Coordinate labeling data:
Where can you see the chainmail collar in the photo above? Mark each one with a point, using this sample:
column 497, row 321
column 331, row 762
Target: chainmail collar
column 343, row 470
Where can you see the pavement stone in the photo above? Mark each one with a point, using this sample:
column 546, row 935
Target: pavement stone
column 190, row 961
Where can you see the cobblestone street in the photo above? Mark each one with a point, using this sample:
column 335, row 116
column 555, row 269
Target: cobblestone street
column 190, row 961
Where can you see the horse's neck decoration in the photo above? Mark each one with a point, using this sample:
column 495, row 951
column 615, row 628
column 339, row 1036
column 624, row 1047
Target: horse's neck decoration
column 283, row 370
---
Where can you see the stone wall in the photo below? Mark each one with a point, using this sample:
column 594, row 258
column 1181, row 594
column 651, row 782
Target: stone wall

▸ Work instructions: Extract every line of the material above that contains the string "street", matching letter case exactly.

▸ Expected answer:
Where can you see the cobblestone street in the photo above? Mark each one with a point, using this sample:
Target: cobblestone street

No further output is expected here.